Stored data entries
☆ ☆ ☆ ☆ ☆ ☆ ☆
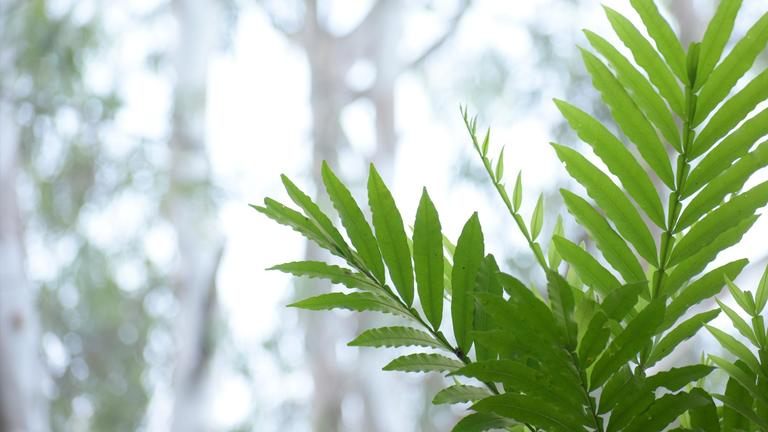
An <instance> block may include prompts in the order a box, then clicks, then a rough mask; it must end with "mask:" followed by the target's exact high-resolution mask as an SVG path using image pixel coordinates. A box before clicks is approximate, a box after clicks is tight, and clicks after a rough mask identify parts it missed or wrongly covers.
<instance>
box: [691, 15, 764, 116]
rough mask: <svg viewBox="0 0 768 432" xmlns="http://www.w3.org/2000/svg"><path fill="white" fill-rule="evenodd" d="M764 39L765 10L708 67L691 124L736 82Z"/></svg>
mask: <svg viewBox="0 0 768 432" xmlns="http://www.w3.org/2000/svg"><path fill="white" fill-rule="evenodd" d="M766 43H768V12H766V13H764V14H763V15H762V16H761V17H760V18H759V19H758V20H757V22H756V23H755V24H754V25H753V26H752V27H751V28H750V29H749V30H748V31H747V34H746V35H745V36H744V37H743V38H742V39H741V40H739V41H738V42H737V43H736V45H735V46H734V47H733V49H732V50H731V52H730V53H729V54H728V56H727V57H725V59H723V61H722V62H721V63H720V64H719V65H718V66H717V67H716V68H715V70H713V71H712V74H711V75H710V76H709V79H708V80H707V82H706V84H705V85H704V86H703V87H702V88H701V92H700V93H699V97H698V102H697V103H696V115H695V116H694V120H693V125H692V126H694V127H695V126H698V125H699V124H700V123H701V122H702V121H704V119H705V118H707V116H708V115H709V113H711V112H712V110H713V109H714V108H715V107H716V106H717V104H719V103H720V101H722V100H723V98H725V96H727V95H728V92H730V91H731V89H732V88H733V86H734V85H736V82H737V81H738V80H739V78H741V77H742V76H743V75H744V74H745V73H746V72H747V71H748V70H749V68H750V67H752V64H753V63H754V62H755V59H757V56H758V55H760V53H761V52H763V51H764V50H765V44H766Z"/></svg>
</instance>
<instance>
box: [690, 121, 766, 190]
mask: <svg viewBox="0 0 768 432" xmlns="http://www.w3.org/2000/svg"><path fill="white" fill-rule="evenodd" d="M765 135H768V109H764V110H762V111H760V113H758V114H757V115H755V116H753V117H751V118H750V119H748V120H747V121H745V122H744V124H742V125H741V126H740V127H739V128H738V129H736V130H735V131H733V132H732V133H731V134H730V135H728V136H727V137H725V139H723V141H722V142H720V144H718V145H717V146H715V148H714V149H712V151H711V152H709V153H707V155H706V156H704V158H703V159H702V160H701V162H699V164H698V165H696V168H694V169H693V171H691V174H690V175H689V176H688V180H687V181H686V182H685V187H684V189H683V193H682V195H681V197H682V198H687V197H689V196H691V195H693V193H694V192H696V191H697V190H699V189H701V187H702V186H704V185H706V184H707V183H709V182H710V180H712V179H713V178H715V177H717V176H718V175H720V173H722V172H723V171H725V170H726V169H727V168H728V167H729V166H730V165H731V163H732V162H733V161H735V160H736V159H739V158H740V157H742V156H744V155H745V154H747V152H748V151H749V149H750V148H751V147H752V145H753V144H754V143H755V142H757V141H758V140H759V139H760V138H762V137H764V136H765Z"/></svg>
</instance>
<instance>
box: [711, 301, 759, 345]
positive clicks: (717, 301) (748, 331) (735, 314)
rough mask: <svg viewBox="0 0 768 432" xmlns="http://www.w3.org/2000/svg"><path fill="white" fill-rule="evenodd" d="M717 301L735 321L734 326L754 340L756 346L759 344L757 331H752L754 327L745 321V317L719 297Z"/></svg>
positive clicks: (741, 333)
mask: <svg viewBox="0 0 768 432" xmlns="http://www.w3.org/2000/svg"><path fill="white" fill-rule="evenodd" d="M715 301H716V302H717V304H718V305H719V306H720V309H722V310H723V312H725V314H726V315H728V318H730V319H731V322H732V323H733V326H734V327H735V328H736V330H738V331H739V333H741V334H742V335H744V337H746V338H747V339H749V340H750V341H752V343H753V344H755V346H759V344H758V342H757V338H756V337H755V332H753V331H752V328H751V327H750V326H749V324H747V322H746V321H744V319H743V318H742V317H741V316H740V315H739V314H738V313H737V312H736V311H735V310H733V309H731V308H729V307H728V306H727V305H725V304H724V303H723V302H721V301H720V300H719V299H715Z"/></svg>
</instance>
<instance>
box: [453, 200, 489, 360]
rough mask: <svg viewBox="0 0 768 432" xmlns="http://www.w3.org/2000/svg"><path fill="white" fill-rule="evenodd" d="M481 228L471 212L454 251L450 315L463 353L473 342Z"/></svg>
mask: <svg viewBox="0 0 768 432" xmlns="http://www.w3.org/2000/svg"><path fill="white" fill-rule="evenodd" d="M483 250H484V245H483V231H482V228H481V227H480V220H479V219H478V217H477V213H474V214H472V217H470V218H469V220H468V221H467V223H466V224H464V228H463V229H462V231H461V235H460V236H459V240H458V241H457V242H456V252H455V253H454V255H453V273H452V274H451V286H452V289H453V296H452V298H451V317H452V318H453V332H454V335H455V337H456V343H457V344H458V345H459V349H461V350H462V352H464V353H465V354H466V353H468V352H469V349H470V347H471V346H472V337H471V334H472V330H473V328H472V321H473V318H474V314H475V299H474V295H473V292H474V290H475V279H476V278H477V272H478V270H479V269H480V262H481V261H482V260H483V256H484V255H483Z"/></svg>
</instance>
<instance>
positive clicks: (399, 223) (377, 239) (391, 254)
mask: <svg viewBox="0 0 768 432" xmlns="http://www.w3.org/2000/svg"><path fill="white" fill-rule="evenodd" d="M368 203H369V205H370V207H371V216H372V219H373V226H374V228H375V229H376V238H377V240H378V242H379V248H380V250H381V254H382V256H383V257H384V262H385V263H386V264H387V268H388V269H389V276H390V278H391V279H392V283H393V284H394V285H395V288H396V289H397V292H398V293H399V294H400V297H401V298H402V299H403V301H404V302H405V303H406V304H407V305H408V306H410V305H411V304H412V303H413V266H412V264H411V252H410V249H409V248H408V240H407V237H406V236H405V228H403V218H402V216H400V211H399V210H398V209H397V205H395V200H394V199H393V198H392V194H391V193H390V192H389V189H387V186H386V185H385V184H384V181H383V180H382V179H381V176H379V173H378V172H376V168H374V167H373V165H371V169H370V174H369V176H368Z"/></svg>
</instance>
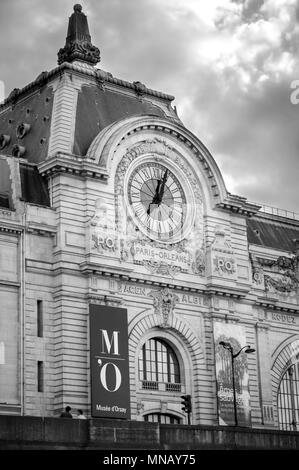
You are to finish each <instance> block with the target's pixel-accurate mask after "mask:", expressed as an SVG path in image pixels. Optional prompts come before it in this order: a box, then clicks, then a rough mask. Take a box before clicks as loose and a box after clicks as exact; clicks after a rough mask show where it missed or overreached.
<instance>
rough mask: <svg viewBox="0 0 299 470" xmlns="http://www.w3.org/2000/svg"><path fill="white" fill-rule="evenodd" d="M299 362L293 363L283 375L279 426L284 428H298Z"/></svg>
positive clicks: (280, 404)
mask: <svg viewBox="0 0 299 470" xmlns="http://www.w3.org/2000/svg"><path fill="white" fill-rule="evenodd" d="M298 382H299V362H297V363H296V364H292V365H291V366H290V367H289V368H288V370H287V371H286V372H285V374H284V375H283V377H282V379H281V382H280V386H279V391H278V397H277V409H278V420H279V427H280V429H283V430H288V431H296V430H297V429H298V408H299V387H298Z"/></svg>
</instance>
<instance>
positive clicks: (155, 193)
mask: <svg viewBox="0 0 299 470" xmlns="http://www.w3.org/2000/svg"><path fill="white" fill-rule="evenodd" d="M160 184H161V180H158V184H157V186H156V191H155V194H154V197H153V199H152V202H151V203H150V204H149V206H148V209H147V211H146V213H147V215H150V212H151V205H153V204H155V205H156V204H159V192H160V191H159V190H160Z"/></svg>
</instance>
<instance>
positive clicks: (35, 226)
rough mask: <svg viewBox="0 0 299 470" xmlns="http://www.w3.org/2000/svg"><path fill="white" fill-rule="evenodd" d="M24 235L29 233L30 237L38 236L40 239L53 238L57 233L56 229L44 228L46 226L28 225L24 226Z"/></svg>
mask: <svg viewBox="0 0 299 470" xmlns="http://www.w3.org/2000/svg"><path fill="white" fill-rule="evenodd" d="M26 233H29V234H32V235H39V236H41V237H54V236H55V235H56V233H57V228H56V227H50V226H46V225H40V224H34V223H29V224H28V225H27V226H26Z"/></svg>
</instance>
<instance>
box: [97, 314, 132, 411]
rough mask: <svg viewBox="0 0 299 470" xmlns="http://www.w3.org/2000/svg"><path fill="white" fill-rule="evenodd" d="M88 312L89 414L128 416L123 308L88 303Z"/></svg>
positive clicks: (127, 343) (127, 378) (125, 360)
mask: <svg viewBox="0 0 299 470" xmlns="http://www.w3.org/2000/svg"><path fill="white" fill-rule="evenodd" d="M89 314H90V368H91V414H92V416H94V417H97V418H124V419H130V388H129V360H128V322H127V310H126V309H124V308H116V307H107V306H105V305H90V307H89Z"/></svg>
☆ ☆ ☆ ☆ ☆ ☆ ☆
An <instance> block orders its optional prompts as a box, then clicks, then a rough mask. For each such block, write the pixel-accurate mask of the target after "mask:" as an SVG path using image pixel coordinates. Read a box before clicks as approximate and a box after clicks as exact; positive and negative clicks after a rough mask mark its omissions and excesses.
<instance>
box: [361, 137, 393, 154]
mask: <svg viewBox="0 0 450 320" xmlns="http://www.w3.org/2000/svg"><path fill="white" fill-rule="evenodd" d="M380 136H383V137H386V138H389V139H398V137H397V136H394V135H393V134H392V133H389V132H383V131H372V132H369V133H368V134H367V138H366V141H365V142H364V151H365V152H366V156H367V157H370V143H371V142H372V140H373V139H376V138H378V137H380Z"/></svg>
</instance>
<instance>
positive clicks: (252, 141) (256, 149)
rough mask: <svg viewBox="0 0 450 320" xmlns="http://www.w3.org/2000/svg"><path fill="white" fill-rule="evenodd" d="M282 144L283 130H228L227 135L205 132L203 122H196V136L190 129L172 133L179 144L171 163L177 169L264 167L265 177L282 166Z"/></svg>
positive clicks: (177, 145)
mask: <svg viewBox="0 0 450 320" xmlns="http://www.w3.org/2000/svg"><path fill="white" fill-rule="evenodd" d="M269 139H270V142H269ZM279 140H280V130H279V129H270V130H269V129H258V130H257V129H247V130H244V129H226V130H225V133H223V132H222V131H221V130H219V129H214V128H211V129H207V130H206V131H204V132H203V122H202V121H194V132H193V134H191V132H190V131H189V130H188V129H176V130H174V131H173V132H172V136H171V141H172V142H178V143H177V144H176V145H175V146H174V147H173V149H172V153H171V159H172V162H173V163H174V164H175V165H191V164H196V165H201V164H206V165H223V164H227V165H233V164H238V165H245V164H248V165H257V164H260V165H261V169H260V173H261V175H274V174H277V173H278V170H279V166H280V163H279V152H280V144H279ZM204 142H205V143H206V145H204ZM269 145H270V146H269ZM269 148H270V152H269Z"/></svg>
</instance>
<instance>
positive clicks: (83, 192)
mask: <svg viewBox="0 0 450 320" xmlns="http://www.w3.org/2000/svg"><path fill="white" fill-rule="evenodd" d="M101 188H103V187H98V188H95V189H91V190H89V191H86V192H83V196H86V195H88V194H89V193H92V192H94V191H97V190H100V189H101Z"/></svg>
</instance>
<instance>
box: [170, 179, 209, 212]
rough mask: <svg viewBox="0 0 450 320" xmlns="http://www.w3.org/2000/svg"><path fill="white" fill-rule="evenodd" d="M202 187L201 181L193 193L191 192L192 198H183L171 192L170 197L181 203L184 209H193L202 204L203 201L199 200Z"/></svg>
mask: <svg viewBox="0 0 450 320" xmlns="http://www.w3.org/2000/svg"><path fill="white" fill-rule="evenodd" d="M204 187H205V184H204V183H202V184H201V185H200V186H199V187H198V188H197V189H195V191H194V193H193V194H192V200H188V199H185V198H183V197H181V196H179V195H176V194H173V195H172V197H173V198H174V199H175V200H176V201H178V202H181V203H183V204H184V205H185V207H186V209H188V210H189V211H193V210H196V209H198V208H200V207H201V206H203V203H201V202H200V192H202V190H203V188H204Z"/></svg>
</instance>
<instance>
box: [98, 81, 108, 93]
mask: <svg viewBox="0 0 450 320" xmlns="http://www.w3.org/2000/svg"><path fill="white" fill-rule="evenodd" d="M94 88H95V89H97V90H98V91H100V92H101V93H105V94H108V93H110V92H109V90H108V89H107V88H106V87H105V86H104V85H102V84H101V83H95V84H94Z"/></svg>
☆ ☆ ☆ ☆ ☆ ☆ ☆
Task details —
Your job is to return all lines above that hold the word "image".

Response below —
An <instance> block may include prompts in the order a box, then clicks, then a rough mask; it must end with "mask:" followed by the target's exact high-resolution mask as an SVG path using image pixel coordinates. A box before clicks is approximate, a box after clicks is tight, and clicks after a rough mask identify parts it missed or wrongly covers.
You are to finish each <instance> block with the target's pixel-accurate mask after "mask:", expressed as an SVG path in image pixels. Optional prompts come before it in this order: a box, then clicks, then a rough mask. Take a box before clicks as loose and a box after clicks as exact; clicks after a rough mask show where it missed or overreached.
An <instance> block orders its optional prompts as a box, then clicks, then a rough mask. For each such block, write the pixel-accurate mask of the target after "mask:" as an SVG path using image pixel coordinates. Read a box before clicks as approximate and a box after clicks as exact; positive and negative clicks after a rough mask mark its omissions and excesses.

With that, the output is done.